### Task to complete
Each entry is to be reproduced verbatim, and images are to be omitted.

### Data records

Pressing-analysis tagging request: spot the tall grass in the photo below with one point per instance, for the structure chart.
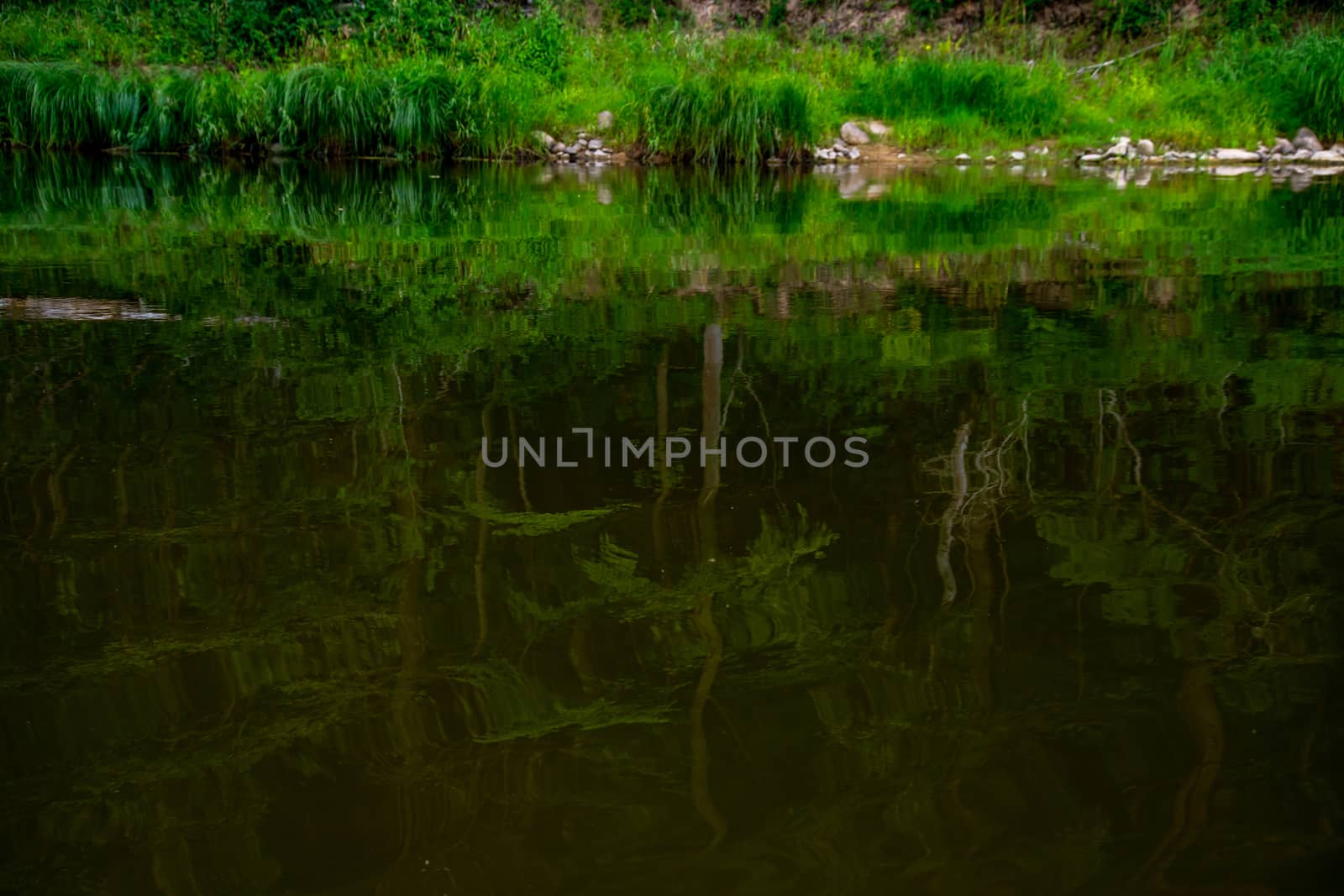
(942, 96)
(721, 118)
(1301, 81)
(413, 107)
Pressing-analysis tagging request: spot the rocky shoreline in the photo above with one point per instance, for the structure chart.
(857, 144)
(1304, 149)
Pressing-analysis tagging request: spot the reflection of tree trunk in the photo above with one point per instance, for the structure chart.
(1189, 809)
(483, 531)
(517, 458)
(58, 497)
(171, 862)
(705, 610)
(580, 658)
(981, 600)
(893, 539)
(123, 504)
(949, 517)
(660, 553)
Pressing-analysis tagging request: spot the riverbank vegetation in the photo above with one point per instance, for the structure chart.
(421, 78)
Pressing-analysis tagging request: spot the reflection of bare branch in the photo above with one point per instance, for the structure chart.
(974, 497)
(949, 517)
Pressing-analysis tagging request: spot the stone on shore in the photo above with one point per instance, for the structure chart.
(1241, 156)
(853, 134)
(1307, 139)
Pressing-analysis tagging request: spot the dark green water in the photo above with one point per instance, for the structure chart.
(270, 625)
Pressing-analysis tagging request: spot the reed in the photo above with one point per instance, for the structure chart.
(723, 118)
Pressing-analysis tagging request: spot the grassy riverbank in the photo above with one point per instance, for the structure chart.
(676, 92)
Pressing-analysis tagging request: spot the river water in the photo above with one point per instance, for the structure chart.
(1059, 616)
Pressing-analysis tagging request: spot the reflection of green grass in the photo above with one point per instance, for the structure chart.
(680, 93)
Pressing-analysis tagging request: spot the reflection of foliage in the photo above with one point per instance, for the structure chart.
(515, 707)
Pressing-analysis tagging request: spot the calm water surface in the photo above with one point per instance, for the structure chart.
(269, 624)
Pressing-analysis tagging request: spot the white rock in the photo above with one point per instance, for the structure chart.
(853, 134)
(1307, 139)
(1242, 156)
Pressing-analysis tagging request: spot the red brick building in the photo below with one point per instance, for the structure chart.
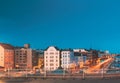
(6, 56)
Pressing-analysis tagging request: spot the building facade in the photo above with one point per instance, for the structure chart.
(6, 56)
(51, 58)
(67, 57)
(23, 57)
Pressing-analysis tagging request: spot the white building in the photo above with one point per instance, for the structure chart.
(67, 57)
(23, 57)
(51, 58)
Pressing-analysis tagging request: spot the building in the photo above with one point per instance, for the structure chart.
(92, 57)
(23, 57)
(39, 59)
(67, 57)
(6, 56)
(51, 58)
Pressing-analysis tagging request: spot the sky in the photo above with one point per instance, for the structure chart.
(63, 23)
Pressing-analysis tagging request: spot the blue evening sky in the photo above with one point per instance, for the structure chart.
(63, 23)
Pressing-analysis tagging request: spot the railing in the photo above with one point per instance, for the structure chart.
(101, 73)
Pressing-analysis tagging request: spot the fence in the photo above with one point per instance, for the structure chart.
(102, 73)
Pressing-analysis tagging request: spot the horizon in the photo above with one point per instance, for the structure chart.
(63, 23)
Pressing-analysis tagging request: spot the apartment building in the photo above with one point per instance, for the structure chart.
(23, 57)
(51, 58)
(6, 56)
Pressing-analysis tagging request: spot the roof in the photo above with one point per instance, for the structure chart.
(54, 47)
(6, 46)
(69, 49)
(77, 54)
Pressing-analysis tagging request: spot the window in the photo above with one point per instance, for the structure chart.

### Answer to this task
Pressing-analysis tagging request: spot the tall grass in the photo below with one point per instance, for the structure chart.
(942, 96)
(721, 118)
(1301, 81)
(413, 107)
Pressing-analysis tagging request: spot the rocky shoreline in the photo above with one point per instance, for the structure chart.
(857, 144)
(1304, 149)
Pressing-analysis tagging request: spot the reflection of tree trunk in the photo above with one point per instance, for the structure chart.
(1189, 809)
(483, 531)
(517, 458)
(58, 497)
(171, 862)
(705, 610)
(580, 658)
(981, 600)
(893, 539)
(123, 504)
(949, 517)
(660, 553)
Pressing-analysis tagging request: spot the riverbank vegetation in the photo above with one point per instance, for the structure chart.
(421, 78)
Pressing-analysis tagging request: spot the reflection of bare branch in the photo above with one point per instance, for the structure chart.
(974, 497)
(949, 517)
Pressing-analysis tagging request: spot the stone on shore in the photo above with one point per instance, for the structure chart.
(1241, 156)
(853, 134)
(1307, 139)
Pressing-analysis tagging request: spot the dark green water in the photo above with one point per instance, for the structure chart.
(270, 625)
Pressing-analysis tagging request: spot the reed in the photo above with one point per instance, for the structure chart.
(723, 118)
Pressing-analysis tagging request: spot the grassy riverbank in the photo above with one point per instance, for the structure chart.
(676, 92)
Pressing-analysis tagging request: spot the river water in the photo above with one point per instance, for the structure chart.
(1059, 616)
Pressing-analysis tagging request: spot the reflection of green grass in the photo above with one point per instance, for the structure chart.
(680, 93)
Pressing-analysis tagging request: spot the reflection of foliage in the photo above with one point per instance, for the structure chart.
(515, 707)
Pressing-analysis tagging request: spot the calm water surface in the photo above with one point per instance, for the structure chart.
(269, 624)
Pressing-analysis tagging request: spot the white rock in the photo above with one point per instance, for the structure chart.
(853, 134)
(1307, 139)
(1242, 156)
Pressing-analysis tagging request: spot the red brick building in the photo below with one point per instance, for the structure chart.
(6, 56)
Pressing-analysis tagging request: spot the building facade in the photo above with one point per instance, for the structure chart.
(6, 56)
(51, 58)
(67, 57)
(23, 57)
Pressing-analysis tagging request: spot the white building in the photo above with one point per instance, for the structure chart.
(67, 57)
(23, 57)
(51, 58)
Pressing-analysis tagging request: spot the building in the photo above with one point per instance, for the structure chart.
(92, 57)
(23, 57)
(39, 59)
(67, 57)
(6, 56)
(51, 58)
Pressing-analysis tagging request: spot the sky in the photo above with one point per instance, for the structure chart.
(63, 23)
Pressing-analysis tagging request: spot the blue evening sky in the photo above with one point per instance, for the structure chart.
(63, 23)
Pressing-analysis tagging request: spot the railing in the photo above with one point per instance, for the structure chart.
(101, 73)
Pressing-analysis tagging request: spot the fence in the photo above with one point per instance, for the structure chart.
(102, 73)
Pressing-analysis tagging request: spot the horizon in the photo above with one point per instance, for the structure chart.
(63, 23)
Pressing-analysis tagging request: spot the apartment building in the photo above with one point per instance, for the structure chart.
(23, 57)
(51, 58)
(6, 56)
Pressing-analysis tagging request: spot the roof in the photo above with one point per instance, for the structure chart.
(54, 47)
(6, 46)
(69, 49)
(77, 54)
Pressing-analysis tagging request: spot the window in the photo above with one point per instance, for the structure chart.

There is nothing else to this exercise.